--- BEGIN Source ---
Next message: Kent Overstreet: "Re: Stack corruption in bch2_nocow_write"
Previous message: Lukas Wunner: "Re: [PATCH v3 09/10] thermal: Add PCIe cooling driver"
In reply to: Matthew Wilcox: "Re: 6.6.8 stable: crash in folio_mark_dirty"
Next in thread: Hillf Danton: "Re: 6.6.8 stable: crash in folio_mark_dirty"
Messages sorted by: [ date ] [ thread ] [ subject ] [ author ]

On Sat, 2023-12-30 at 18:02 +0000, Matthew Wilcox wrote:
>
> Thanks for the report. Apologies, I'm on holiday until the middle of
> the week so this will be extremely terse.
>

Enjoy 🙂

> >
> Dec 30 07:00:36 s6 kernel: CPU: 0 PID: 521524 Comm: rsync Not tainted
> So rsync is exiting. Do you happen to know what rsync is doing?
> .

There are 2 rsyncs I can think of:

(a) rsync from another server (s8) pushing files over the local
network to this machine (s6). rsync writes to the raid drives on s6.
--- END Source ---
### Stated exercise A
Answer these questions from the mailing-list message above, one line each:
(i) What subject line does the message it replies to carry?
(ii) Until when is Matthew Wilcox on holiday?
(iii) In rsync (a), which server pushes the files, and to which machine?
The mailing-list message has no connection to the records below.
--- BEGIN Input rows ---
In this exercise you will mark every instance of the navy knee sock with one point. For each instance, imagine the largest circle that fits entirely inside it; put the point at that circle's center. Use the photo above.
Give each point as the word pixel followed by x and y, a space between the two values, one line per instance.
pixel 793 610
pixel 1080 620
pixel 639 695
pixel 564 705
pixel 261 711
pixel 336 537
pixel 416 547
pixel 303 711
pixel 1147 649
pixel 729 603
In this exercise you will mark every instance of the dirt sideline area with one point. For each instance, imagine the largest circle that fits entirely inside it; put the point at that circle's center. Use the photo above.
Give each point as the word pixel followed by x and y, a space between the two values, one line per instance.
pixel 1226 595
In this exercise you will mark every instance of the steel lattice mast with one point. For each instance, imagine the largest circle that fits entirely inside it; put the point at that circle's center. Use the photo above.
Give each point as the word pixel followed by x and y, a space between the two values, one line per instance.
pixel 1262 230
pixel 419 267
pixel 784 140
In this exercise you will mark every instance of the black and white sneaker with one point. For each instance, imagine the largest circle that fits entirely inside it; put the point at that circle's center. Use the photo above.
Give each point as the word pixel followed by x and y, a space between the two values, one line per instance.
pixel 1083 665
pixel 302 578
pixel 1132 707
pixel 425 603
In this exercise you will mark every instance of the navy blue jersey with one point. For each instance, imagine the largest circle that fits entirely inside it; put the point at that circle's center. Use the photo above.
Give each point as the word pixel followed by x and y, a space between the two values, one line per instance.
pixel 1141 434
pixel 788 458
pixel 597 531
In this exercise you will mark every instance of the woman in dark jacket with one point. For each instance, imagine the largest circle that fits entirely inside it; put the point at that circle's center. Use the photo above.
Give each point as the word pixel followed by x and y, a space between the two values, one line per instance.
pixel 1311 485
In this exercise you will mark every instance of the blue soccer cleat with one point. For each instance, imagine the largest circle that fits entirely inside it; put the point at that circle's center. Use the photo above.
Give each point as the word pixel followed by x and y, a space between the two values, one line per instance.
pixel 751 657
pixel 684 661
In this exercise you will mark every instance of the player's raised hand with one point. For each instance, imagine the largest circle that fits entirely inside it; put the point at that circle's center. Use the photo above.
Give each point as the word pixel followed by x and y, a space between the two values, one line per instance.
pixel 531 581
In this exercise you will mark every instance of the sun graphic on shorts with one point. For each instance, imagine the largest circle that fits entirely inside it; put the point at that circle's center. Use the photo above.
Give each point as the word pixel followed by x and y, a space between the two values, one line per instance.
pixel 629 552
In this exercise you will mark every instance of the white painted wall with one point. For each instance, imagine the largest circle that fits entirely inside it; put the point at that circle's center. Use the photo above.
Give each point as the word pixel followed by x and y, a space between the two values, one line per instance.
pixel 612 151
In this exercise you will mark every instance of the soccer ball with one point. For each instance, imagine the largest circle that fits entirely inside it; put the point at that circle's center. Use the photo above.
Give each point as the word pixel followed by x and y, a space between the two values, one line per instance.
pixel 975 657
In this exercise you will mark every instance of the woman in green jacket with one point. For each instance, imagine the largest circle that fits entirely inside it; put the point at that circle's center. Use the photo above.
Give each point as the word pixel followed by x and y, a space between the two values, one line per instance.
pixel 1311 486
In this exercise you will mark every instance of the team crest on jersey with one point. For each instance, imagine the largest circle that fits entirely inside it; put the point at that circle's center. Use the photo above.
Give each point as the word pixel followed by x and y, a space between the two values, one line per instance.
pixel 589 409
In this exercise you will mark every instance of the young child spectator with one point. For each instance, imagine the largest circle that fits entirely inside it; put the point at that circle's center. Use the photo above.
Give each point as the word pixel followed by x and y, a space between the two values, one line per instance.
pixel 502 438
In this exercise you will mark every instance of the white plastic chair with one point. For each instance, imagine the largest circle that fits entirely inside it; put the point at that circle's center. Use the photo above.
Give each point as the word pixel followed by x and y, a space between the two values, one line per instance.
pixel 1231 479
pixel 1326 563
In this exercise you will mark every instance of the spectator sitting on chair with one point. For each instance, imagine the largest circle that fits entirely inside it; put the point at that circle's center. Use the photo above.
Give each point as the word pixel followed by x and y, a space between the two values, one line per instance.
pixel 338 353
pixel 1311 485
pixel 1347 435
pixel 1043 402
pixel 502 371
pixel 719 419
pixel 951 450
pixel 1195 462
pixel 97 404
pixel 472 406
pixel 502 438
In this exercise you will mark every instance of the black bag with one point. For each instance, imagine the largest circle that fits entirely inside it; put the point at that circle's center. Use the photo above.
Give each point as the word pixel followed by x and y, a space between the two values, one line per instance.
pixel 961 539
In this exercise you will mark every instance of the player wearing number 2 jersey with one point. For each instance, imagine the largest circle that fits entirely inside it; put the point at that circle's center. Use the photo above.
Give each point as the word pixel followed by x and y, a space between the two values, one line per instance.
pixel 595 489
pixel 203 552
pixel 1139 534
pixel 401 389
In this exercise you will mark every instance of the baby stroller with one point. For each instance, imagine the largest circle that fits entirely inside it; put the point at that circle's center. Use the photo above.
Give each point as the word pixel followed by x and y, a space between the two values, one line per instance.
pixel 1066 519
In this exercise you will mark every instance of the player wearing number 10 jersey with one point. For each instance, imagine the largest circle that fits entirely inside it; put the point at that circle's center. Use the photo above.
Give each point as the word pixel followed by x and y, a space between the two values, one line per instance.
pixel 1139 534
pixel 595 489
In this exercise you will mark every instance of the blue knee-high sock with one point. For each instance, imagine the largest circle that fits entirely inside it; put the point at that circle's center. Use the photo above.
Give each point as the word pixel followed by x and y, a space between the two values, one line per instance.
--- END Input rows ---
### Stated exercise B
Quote the records from their first line through the line containing "pixel 425 603".

### Worked answer A
(i) "Re: 6.6.8 stable: crash in folio_mark_dirty"
(ii) Until the middle of the week
(iii) s8 pushes the files to s6

### Worked answer B
In this exercise you will mark every instance of the navy knee sock with one point. For each instance, imagine the largest circle that fits entirely inside it; put the point at that circle's center. Use the photo above.
Give each point as the word pixel followed by x and y, a space between the two values, one line per instance.
pixel 793 610
pixel 1080 620
pixel 639 695
pixel 564 705
pixel 261 711
pixel 336 537
pixel 416 547
pixel 303 711
pixel 1147 649
pixel 729 603
In this exercise you will mark every instance of the dirt sideline area with one point. For each instance, imagine the largest circle that fits entirely inside it; put the point at that circle's center. Use the photo above.
Give each point as the word pixel followed by x and y, a space between the two values, one line per instance.
pixel 1226 595
In this exercise you will mark every instance of the steel lattice mast with one point. For each instance, imagine the largest circle that fits entirely inside it; put the point at that circle's center. Use the photo above.
Give each point as the word pixel followed by x and y, a space between the two values, one line per instance.
pixel 1262 230
pixel 419 267
pixel 784 140
In this exercise you will mark every instance of the black and white sneaker with one point. For each instance, imagine the largest circle that fits entirely inside it; put the point at that circle's center. Use the photo above.
Give each point as the word pixel followed by x and y, a space between the two values, one line per instance.
pixel 1083 665
pixel 302 578
pixel 1132 707
pixel 425 603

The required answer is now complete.